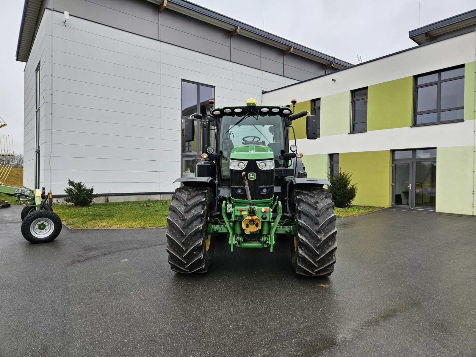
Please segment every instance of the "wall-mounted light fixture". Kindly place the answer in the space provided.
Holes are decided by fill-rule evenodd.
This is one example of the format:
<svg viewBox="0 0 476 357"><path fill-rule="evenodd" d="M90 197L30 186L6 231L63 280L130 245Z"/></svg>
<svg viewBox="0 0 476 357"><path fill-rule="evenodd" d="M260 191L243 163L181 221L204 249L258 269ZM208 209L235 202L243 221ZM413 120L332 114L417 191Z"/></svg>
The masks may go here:
<svg viewBox="0 0 476 357"><path fill-rule="evenodd" d="M61 22L63 23L64 23L64 25L66 26L66 24L68 23L68 20L69 19L69 13L67 11L65 11L64 12L64 21Z"/></svg>

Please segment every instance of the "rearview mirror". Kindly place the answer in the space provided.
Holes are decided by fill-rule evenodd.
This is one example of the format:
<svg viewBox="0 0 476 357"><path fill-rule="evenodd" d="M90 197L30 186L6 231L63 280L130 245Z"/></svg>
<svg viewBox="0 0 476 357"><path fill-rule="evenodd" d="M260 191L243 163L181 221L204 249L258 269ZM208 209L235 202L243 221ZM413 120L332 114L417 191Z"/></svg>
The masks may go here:
<svg viewBox="0 0 476 357"><path fill-rule="evenodd" d="M315 115L308 115L306 119L306 134L308 139L317 139L317 117Z"/></svg>
<svg viewBox="0 0 476 357"><path fill-rule="evenodd" d="M193 118L185 119L184 129L184 140L187 142L193 141L195 139L195 122Z"/></svg>

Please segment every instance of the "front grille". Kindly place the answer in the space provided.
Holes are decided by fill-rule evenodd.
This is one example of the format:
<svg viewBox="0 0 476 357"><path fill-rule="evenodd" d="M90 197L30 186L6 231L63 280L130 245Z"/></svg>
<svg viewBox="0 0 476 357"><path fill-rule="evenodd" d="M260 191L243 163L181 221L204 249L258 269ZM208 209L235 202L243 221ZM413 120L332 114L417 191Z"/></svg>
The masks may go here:
<svg viewBox="0 0 476 357"><path fill-rule="evenodd" d="M258 168L256 161L248 161L244 170L230 170L230 193L232 198L247 199L245 183L241 176L243 171L246 172L247 178L250 172L256 174L256 179L248 180L251 199L266 199L273 197L274 194L274 170L261 170ZM263 187L268 188L266 193L262 193L262 188ZM238 193L238 188L241 189L241 194Z"/></svg>

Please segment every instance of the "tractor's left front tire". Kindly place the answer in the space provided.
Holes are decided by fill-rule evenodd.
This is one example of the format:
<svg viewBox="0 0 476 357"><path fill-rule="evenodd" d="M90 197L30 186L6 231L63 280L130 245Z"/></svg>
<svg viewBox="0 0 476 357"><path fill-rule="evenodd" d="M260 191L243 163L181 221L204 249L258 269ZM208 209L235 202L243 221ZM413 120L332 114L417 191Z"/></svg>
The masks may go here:
<svg viewBox="0 0 476 357"><path fill-rule="evenodd" d="M167 218L167 251L174 271L205 273L213 258L215 237L207 236L207 219L213 195L208 187L177 188Z"/></svg>
<svg viewBox="0 0 476 357"><path fill-rule="evenodd" d="M61 228L61 219L54 212L40 209L30 213L21 222L21 234L30 243L54 240Z"/></svg>

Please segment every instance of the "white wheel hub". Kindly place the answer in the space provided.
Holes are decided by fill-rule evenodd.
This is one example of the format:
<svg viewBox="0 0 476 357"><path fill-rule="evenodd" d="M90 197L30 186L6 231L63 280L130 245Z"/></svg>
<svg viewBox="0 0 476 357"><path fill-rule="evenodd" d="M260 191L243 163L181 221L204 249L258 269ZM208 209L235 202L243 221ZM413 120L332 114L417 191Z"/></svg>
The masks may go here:
<svg viewBox="0 0 476 357"><path fill-rule="evenodd" d="M35 238L46 238L53 233L54 223L49 218L38 218L30 226L30 233Z"/></svg>

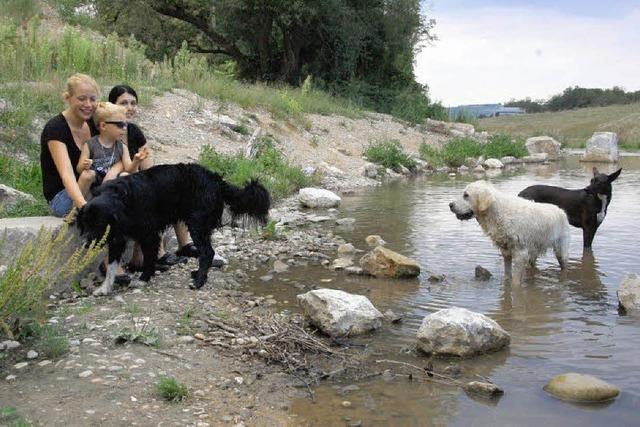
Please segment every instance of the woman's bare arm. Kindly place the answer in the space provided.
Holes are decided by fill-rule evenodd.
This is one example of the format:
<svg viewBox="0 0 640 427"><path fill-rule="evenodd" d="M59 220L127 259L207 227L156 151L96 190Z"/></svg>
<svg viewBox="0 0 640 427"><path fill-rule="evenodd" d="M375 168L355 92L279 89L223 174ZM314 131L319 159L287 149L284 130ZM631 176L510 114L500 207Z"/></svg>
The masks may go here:
<svg viewBox="0 0 640 427"><path fill-rule="evenodd" d="M80 160L78 160L78 166L76 166L76 171L78 171L78 174L81 174L82 171L91 168L93 160L89 158L89 154L89 144L84 144L82 146L82 151L80 151Z"/></svg>
<svg viewBox="0 0 640 427"><path fill-rule="evenodd" d="M62 179L62 185L64 185L65 190L69 193L69 197L73 200L74 206L81 208L87 201L82 196L80 187L78 187L67 146L64 145L63 142L53 139L47 141L47 147L51 153L53 163L56 165L58 175L60 175L60 179Z"/></svg>

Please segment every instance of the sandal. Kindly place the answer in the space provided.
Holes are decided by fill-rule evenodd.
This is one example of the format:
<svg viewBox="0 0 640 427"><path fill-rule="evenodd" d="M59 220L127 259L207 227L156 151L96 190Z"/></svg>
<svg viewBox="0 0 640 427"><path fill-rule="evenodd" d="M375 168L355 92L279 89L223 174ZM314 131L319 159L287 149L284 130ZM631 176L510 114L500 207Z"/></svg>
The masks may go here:
<svg viewBox="0 0 640 427"><path fill-rule="evenodd" d="M162 265L176 265L180 263L187 262L187 257L174 255L172 253L165 253L156 261L158 264Z"/></svg>
<svg viewBox="0 0 640 427"><path fill-rule="evenodd" d="M193 242L192 242L192 243L187 243L186 245L184 245L183 247L178 249L176 251L176 255L177 256L186 256L186 257L191 257L191 258L198 258L198 255L200 255L200 251L198 250L196 245L194 245Z"/></svg>

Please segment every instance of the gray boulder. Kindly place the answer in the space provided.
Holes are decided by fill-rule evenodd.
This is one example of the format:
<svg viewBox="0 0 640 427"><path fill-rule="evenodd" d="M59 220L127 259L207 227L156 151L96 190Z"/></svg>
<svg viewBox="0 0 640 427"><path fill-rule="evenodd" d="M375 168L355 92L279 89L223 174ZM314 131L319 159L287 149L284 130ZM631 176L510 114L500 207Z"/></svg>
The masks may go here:
<svg viewBox="0 0 640 427"><path fill-rule="evenodd" d="M0 184L0 207L10 207L19 202L35 202L31 194L23 193L15 188Z"/></svg>
<svg viewBox="0 0 640 427"><path fill-rule="evenodd" d="M587 141L583 162L609 162L618 161L618 134L614 132L594 132Z"/></svg>
<svg viewBox="0 0 640 427"><path fill-rule="evenodd" d="M525 163L544 163L549 158L547 153L536 153L530 156L524 156L522 161Z"/></svg>
<svg viewBox="0 0 640 427"><path fill-rule="evenodd" d="M418 348L427 354L459 357L498 351L511 341L494 320L459 307L425 317L417 337Z"/></svg>
<svg viewBox="0 0 640 427"><path fill-rule="evenodd" d="M620 390L600 378L569 372L553 377L544 391L571 402L604 402L614 399Z"/></svg>
<svg viewBox="0 0 640 427"><path fill-rule="evenodd" d="M301 188L298 192L300 204L309 208L333 208L340 205L342 199L332 191L323 188Z"/></svg>
<svg viewBox="0 0 640 427"><path fill-rule="evenodd" d="M530 156L547 153L549 160L558 160L560 157L560 143L550 136L528 138L525 145Z"/></svg>
<svg viewBox="0 0 640 427"><path fill-rule="evenodd" d="M337 289L316 289L298 295L311 323L330 336L352 336L379 328L384 318L363 295Z"/></svg>
<svg viewBox="0 0 640 427"><path fill-rule="evenodd" d="M378 177L378 166L373 163L366 163L362 170L362 175L367 178L376 179Z"/></svg>
<svg viewBox="0 0 640 427"><path fill-rule="evenodd" d="M628 273L618 287L618 302L625 311L640 312L640 278Z"/></svg>

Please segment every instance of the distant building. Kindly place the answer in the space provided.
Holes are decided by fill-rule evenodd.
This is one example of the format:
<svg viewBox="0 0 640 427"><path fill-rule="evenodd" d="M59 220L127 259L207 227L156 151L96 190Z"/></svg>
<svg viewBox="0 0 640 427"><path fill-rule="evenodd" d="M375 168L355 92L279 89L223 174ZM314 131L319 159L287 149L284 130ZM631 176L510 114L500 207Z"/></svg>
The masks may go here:
<svg viewBox="0 0 640 427"><path fill-rule="evenodd" d="M459 115L466 115L475 118L498 117L498 116L518 116L525 111L520 107L505 107L502 104L472 104L459 105L449 108L449 117L455 120Z"/></svg>

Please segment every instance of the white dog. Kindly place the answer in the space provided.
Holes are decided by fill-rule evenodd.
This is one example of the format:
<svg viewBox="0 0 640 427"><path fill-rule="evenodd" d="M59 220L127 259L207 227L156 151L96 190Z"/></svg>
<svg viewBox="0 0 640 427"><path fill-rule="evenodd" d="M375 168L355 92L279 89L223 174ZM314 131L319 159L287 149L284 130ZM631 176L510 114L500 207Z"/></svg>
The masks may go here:
<svg viewBox="0 0 640 427"><path fill-rule="evenodd" d="M527 264L550 247L565 268L569 256L569 221L562 209L501 193L486 181L476 181L464 190L462 199L449 204L461 220L474 216L504 258L505 276L519 285ZM513 260L513 271L511 263Z"/></svg>

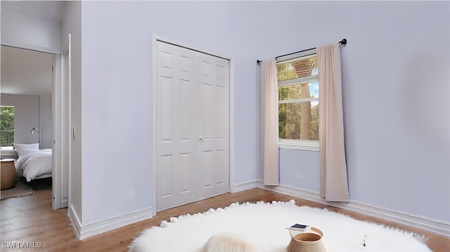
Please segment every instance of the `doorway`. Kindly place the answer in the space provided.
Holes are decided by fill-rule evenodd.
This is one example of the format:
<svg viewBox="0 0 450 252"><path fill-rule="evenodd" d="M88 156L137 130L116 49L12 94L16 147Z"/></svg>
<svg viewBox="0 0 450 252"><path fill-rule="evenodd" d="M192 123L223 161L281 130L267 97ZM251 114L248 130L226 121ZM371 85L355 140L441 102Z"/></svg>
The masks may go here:
<svg viewBox="0 0 450 252"><path fill-rule="evenodd" d="M230 60L155 44L153 195L160 211L230 190Z"/></svg>

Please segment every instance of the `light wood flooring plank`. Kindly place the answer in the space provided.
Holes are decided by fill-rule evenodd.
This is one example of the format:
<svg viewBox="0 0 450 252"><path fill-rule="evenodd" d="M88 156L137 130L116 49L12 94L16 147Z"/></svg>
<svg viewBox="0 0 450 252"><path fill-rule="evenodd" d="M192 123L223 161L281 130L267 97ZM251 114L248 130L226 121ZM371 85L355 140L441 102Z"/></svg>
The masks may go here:
<svg viewBox="0 0 450 252"><path fill-rule="evenodd" d="M35 244L40 242L41 244L40 249L18 250L20 251L126 251L133 239L144 230L151 226L159 225L161 221L169 220L170 217L204 212L210 208L223 208L236 201L286 201L292 199L299 206L327 208L330 211L349 215L356 219L375 221L423 234L428 239L428 246L433 251L450 251L449 237L258 188L235 194L228 193L168 209L158 213L153 218L79 241L74 234L67 208L51 210L51 180L40 181L37 184L34 183L34 186L36 194L7 199L0 202L0 243L34 241ZM9 250L4 248L3 246L0 245L0 251Z"/></svg>

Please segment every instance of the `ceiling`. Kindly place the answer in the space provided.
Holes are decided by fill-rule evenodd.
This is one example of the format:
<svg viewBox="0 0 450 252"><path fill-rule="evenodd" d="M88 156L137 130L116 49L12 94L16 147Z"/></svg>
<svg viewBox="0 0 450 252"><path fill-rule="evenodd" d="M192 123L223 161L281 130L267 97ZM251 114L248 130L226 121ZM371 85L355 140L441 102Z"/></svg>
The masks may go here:
<svg viewBox="0 0 450 252"><path fill-rule="evenodd" d="M65 1L1 1L1 6L61 21ZM1 46L1 93L41 95L51 93L54 55Z"/></svg>
<svg viewBox="0 0 450 252"><path fill-rule="evenodd" d="M41 95L51 93L53 55L1 46L1 93Z"/></svg>

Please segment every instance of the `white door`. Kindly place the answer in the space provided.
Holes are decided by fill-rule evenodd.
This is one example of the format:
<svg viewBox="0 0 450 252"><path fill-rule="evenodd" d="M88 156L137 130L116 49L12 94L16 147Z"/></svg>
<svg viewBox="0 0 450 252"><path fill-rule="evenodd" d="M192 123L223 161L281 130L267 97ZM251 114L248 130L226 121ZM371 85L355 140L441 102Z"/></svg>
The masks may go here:
<svg viewBox="0 0 450 252"><path fill-rule="evenodd" d="M198 53L197 199L229 192L229 61Z"/></svg>
<svg viewBox="0 0 450 252"><path fill-rule="evenodd" d="M229 192L229 61L157 42L157 211Z"/></svg>
<svg viewBox="0 0 450 252"><path fill-rule="evenodd" d="M195 52L157 45L158 211L196 198L197 71Z"/></svg>

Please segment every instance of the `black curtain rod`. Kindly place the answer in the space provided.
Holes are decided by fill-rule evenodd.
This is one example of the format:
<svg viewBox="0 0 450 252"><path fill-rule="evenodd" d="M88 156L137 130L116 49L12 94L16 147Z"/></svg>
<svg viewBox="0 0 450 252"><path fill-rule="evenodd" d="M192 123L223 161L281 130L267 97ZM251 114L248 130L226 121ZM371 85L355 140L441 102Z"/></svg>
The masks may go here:
<svg viewBox="0 0 450 252"><path fill-rule="evenodd" d="M341 45L345 45L347 44L347 39L343 39L342 40L341 40L340 41L339 41L339 44L340 44ZM309 49L306 49L306 50L302 50L302 51L299 51L297 52L295 52L295 53L288 53L288 54L285 54L283 55L280 55L280 56L276 56L275 57L275 58L281 58L281 57L284 57L284 56L288 56L290 55L291 54L295 54L295 53L302 53L302 52L305 52L307 51L309 51L309 50L313 50L313 49L316 49L316 47L313 47L312 48L309 48ZM258 60L256 61L257 63L259 64L262 62L262 60Z"/></svg>

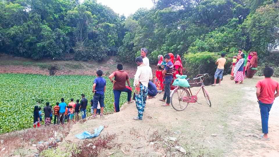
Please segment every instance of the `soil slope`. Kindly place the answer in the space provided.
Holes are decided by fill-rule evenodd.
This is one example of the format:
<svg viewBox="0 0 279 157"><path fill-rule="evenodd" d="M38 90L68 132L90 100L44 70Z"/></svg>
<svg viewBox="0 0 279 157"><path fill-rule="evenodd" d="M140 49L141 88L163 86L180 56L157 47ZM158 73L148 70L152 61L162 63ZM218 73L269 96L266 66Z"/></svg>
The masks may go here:
<svg viewBox="0 0 279 157"><path fill-rule="evenodd" d="M224 77L221 85L206 87L211 107L206 104L202 92L198 96L202 104L190 104L180 112L171 106L161 106L162 102L158 100L163 95L159 94L147 100L142 121L132 119L137 114L135 104L126 104L120 112L74 125L65 139L80 143L83 140L75 135L85 130L93 132L94 128L103 125L106 127L101 135L116 134L115 142L120 147L102 151L101 156L111 152L116 156L182 156L164 143L169 137L176 137L178 140L168 140L166 144L181 145L189 156L279 156L278 100L270 112L271 140L263 140L259 138L261 118L254 87L262 78L246 79L244 84L236 85L229 77ZM193 92L198 88L192 89ZM62 149L66 144L64 142L59 147Z"/></svg>

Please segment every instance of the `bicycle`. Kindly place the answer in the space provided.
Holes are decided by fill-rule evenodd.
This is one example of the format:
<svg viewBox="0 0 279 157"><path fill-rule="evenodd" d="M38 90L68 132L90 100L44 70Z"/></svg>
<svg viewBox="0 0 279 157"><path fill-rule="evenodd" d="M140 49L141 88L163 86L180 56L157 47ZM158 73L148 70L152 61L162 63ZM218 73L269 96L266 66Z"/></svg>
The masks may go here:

* * * * *

Description of the task:
Give the data as a Markdown table with the columns Row and Line, beginning at the line that contains "Please segment every instance of the white" and stopping after the line that contains "264L550 247L565 268L569". Leave out any blank lines.

Response to this exercise:
| Row | Line |
|---|---|
| 1 | Please segment every instance of the white dog. Kindly place the answer in the space provided. |
| 2 | Holes are decided by fill-rule evenodd. |
| 3 | This is one example of the format: |
| 4 | <svg viewBox="0 0 640 427"><path fill-rule="evenodd" d="M59 220L127 259L207 227L156 151L96 190Z"/></svg> |
| 5 | <svg viewBox="0 0 640 427"><path fill-rule="evenodd" d="M375 168L355 92L279 89L223 174ZM314 131L319 159L287 149L284 130ZM631 176L510 114L500 207Z"/></svg> |
| 6 | The masks may go here: |
| 7 | <svg viewBox="0 0 640 427"><path fill-rule="evenodd" d="M527 264L550 247L565 268L569 256L569 221L562 209L501 193L486 181L476 181L464 190L462 199L449 204L461 220L474 216L504 258L505 276L519 285ZM513 260L513 271L511 263Z"/></svg> |